§ Texte extrait
■ ■ ■
4. Il ressort des pièces du dossier soumis aux juges du fond que ... a sollicité de l'inspecteur du travail l'autorisation de licencier Mme A... par un premier courrier du 19 mars 2018 mais que, par un courriel du 20 mars 2018, l'association lui a fait part de ce qu'elle annulait cette demande, avant de présenter une nouvelle demande d'autorisation de licencier Mme A... par un courrier du 22 mars 2018. Il ressort des énonciations de l'arrêt attaqué que la cour a relevé, d'une part, que la première demande d'autorisation de licenciement datée du 19 mars et le courriel du 20 mars 2018 annulant cette demande n'ont été visés dans la décision de l'inspecteur du travail qu'afin de récapituler les faits mais n'ont pas été présentés par ... à l'appui de sa seconde demande de licenciement, qui a seule été instruite, et, d'autre part, que ces documents ne comportaient aucun élément supplémentaire par rapport à la seconde demande susceptible de modifier l'appréciation de l'inspecteur du travail quant à la matérialité des faits allégués par l'employeur à l'appui de cette dernière. La cour a pu, sans erreur de droit, en déduire que l'absence de communication de ces deux documents à Mme A... n'avait pas méconnu le caractère contradictoire de la procédure d'enquête préalable de l'inspecteur du travail.

5. En deuxième lieu, aux termes de l'article L. 2421-1 du code du travail, applicable au conseiller prud'homme en vertu du 4° de l'article L. 2421-2 du même code : " La demande d'autorisation de licenciement d'un délégué syndical, d'un salarié mandaté ou d'un conseiller du salarié ou d'un membre de la délégation du personnel au comité social et économique interentreprises est adressée à l'inspecteur du travail. / En cas de faute grave, l'employeur peut prononcer la mise à pied immédiate de l'intéressé dans l'attente de la décision définitive (...) ". Aux termes de l'article R. 2421-6 de ce code : " En cas de faute grave, l'employeur peut prononcer la mise à pied immédiate de l'intéressé jusqu'à la décision de l'inspecteur du travail. (...) La demande d'autorisation de licenciement est présentée (...) dans un délai de huit jours à compter de la date de la mise à pied (...) ". Les délais, fixés par ces dispositions, dans lesquels la demande d'autorisation de licenciement d'un salarié mis à pied doit être présentée, ne sont pas prescrits à peine de nullité de la procédure de licenciement. Toutefois, eu égard à la gravité de la mesure de mise à pied, l'employeur est tenu de respecter un délai aussi court que possible pour la présenter. Par suite, il appartient à l'administration, saisie par l'employeur d'une demande d'autorisation de licenciement d'un salarié protégé auquel s'appliquent ces dispositions, de s'assurer que ce délai a été aussi court que possible pour ne pas entacher d'irrégularité la procédure antérieure à sa saisine.
■ ■ ■
§ Liste des lignes
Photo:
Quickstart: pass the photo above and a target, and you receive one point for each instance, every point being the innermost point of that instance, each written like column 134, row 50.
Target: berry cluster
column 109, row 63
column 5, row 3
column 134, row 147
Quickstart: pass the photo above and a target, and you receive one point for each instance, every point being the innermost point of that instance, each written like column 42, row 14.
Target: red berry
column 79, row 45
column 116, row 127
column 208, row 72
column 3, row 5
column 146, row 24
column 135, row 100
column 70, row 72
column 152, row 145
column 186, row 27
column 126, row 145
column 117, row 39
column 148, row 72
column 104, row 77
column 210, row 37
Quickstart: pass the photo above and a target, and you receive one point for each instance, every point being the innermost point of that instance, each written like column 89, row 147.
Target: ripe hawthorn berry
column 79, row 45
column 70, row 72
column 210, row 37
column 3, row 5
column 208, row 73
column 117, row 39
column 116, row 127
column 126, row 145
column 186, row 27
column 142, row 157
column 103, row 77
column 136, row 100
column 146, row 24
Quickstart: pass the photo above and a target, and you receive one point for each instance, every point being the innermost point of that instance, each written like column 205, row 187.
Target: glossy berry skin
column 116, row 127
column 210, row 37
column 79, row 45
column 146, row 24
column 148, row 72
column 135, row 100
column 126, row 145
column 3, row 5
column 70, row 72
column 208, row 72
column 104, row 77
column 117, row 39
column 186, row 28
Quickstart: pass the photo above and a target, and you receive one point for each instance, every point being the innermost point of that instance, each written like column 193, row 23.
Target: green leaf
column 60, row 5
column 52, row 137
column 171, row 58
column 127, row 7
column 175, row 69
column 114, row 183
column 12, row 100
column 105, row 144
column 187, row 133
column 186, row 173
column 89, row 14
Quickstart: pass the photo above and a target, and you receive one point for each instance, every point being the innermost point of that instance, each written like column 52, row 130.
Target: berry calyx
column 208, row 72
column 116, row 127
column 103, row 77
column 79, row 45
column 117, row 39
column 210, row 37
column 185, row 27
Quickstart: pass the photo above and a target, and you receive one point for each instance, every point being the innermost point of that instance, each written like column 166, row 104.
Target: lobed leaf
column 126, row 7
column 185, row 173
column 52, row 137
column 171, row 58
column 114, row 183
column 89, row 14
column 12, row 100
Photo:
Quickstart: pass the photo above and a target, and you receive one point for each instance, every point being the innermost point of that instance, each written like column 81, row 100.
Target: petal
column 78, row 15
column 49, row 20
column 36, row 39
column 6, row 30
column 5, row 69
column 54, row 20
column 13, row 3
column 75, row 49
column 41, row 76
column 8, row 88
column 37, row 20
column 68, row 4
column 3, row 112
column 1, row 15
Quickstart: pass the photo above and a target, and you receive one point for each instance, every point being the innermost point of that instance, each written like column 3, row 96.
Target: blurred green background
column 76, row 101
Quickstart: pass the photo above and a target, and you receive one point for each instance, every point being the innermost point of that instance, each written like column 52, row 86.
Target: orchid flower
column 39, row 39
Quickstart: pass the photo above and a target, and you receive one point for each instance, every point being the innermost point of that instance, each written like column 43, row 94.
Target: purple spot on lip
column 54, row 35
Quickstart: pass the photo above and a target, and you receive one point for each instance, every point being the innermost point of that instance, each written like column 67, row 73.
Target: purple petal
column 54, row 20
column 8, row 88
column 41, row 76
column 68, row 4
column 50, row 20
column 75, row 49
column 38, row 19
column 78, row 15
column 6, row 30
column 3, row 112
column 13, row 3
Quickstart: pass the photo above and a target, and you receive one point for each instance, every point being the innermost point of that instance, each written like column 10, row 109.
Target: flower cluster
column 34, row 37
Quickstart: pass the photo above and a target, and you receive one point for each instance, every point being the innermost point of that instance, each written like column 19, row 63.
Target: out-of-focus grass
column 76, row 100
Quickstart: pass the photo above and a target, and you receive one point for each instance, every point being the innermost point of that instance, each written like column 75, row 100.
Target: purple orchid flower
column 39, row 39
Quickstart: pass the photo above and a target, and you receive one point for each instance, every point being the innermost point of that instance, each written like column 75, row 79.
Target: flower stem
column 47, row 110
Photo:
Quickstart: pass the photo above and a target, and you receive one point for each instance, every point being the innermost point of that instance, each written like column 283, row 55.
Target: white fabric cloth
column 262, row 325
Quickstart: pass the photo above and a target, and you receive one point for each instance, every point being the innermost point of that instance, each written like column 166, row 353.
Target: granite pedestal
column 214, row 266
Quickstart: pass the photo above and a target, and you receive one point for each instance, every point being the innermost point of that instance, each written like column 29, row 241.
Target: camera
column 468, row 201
■ ■ ■
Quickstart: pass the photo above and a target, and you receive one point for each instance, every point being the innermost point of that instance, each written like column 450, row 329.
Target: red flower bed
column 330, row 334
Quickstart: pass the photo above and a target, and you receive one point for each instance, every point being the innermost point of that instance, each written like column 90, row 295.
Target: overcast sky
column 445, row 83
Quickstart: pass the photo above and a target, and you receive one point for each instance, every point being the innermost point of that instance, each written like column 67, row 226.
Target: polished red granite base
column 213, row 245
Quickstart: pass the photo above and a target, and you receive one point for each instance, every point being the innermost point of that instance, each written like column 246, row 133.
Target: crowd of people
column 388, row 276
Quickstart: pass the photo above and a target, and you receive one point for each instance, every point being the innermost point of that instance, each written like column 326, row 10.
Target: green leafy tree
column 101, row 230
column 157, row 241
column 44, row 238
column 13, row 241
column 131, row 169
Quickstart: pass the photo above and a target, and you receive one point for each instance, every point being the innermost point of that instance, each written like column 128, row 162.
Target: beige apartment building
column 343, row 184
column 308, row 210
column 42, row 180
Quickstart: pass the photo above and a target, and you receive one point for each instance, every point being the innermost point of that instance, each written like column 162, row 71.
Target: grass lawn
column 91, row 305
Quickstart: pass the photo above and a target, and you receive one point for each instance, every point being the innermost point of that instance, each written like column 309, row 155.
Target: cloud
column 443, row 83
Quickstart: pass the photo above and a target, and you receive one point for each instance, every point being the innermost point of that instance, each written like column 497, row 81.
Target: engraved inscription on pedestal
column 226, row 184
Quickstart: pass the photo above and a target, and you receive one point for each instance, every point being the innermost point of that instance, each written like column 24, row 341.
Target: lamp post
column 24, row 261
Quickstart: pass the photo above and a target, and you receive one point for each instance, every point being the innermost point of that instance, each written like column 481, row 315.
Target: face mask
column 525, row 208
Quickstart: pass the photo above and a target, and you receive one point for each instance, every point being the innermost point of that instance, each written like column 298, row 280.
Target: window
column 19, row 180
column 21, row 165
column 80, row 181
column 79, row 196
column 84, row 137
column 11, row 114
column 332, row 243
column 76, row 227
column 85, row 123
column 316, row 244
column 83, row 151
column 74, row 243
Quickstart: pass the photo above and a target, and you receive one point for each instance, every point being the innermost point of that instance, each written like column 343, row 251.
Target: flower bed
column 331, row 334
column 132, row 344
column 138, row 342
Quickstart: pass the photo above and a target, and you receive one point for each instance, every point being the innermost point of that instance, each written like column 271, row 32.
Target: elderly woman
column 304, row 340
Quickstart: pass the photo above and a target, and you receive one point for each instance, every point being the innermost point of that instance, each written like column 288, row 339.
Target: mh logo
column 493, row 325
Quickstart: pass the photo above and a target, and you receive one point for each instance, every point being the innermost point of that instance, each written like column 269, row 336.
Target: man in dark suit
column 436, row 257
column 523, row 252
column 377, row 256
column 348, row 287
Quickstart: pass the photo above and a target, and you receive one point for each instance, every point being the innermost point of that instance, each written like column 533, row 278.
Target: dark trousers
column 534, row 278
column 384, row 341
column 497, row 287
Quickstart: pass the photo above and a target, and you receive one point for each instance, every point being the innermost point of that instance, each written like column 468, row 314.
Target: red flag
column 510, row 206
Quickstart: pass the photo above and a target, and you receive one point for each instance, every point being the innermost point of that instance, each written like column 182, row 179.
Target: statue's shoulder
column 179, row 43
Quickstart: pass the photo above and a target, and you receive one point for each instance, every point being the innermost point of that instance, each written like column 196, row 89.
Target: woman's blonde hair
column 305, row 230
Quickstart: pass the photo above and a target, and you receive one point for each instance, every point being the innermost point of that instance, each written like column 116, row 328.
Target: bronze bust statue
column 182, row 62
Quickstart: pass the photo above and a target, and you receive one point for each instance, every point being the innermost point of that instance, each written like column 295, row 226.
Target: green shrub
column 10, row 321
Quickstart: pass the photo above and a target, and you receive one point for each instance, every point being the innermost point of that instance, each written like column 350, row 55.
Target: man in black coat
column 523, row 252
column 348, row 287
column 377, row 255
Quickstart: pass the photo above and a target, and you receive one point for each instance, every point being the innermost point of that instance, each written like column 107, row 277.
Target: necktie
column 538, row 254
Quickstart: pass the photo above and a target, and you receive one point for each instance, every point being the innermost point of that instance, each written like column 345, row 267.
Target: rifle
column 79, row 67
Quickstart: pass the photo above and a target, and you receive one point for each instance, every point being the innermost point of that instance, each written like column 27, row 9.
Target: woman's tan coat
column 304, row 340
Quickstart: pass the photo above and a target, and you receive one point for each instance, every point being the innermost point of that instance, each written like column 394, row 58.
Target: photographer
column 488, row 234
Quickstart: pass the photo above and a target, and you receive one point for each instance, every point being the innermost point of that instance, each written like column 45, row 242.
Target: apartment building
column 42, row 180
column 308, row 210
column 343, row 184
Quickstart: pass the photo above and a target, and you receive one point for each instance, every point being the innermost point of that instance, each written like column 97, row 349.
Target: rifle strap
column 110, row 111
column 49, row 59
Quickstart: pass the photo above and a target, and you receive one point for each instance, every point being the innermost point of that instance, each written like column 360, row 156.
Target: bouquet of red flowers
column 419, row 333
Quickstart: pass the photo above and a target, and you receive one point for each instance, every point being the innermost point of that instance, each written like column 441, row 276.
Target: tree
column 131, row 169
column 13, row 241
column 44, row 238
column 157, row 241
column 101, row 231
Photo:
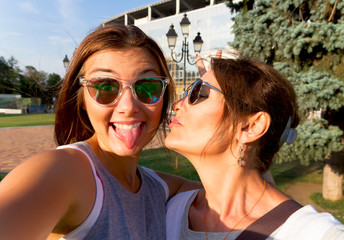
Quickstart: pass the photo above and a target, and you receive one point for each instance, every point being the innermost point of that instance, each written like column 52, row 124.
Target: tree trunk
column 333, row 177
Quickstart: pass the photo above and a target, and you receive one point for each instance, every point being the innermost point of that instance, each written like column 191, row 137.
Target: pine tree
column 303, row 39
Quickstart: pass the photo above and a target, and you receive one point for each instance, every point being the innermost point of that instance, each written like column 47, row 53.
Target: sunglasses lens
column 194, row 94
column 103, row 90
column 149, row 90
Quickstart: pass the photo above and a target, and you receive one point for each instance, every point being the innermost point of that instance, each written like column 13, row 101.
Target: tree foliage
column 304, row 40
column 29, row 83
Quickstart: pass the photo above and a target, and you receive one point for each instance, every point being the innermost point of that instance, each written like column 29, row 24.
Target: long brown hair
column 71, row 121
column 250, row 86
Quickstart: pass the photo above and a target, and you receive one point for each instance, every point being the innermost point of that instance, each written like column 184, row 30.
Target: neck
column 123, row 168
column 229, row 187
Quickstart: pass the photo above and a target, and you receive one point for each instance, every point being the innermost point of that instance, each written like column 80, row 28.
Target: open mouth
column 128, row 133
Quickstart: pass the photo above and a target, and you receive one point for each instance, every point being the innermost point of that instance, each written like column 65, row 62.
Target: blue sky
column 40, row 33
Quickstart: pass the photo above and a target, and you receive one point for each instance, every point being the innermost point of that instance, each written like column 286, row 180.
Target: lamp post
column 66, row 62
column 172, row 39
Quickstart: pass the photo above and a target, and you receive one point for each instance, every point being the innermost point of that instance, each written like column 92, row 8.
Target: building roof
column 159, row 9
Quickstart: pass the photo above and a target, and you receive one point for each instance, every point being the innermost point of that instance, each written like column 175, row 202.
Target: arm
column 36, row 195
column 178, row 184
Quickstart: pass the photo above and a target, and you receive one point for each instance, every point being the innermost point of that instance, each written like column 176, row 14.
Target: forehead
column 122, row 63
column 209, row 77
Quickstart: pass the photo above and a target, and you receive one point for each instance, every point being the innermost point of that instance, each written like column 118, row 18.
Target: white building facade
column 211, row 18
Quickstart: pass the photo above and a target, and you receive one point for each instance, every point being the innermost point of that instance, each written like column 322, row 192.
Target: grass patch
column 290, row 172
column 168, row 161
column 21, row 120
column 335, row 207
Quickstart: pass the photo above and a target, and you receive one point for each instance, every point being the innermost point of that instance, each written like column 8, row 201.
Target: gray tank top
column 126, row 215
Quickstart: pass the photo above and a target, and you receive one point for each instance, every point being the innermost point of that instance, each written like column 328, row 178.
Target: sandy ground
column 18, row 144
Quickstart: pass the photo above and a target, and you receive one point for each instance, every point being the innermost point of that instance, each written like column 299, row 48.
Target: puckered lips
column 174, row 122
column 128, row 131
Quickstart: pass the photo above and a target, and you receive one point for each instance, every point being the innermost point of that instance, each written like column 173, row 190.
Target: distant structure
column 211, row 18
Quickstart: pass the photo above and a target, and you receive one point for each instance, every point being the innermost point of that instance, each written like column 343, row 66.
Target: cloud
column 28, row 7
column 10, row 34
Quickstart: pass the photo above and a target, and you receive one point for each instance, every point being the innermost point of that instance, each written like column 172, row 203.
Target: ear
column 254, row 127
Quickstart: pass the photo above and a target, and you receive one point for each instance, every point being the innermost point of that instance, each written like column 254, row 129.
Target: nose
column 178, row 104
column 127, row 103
■ ■ ■
§ Travail demandé
1 - Selon l'extrait de décision, pourquoi l'employeur doit-il présenter la demande d'autorisation de licenciement d'un salarié mis à pied dans un délai aussi court que possible ? Répondez en une à trois phrases.
2 - Relevez tous les articles du code du travail cités dans l'extrait de décision.
3 - Rédigez la suite de l'extrait de décision après sa dernière phrase.
Les lignes ne jouent aucun rôle dans cet exercice.

§ Réponses
1 - Les délais fixés par le code du travail ne sont pas prescrits à peine de nullité. La mise à pied est cependant une mesure grave, et cette gravité oblige l'employeur à présenter sa demande dans un délai aussi court que possible.

2 -
- Article L. 2421-1
- Article L. 2421-2
- Article R. 2421-6

3 -
6. En l'espèce, il ressort des pièces du dossier soumis aux juges du fond que ... a ouvert le 12 février 2018 une enquête interne à la suite de signalements de salariés mettant en cause Mme A... pour des faits susceptibles d'être qualifiés de harcèlement moral. Par un courrier du 22 février 2018, ... lui a notifié sa " mise en disponibilité provisoire rémunérée " afin de " permettre la poursuite sereine de l'enquête ", qui s'est achevée le 26 février 2018. Par un courrier du 27 février 2018, réitéré, en raison d'une erreur d'adressage, par un nouveau courrier du 5 mars 2018 dont Mme A... a accusé réception le 8 mars, l'employeur lui a notifié sa mise à pied à titre conservatoire et sa convocation à un entretien préalable à un éventuel licenciement, puis, par un courrier du 22 mars 2018, a sollicité de l'inspecteur du travail l'autorisation de la licencier.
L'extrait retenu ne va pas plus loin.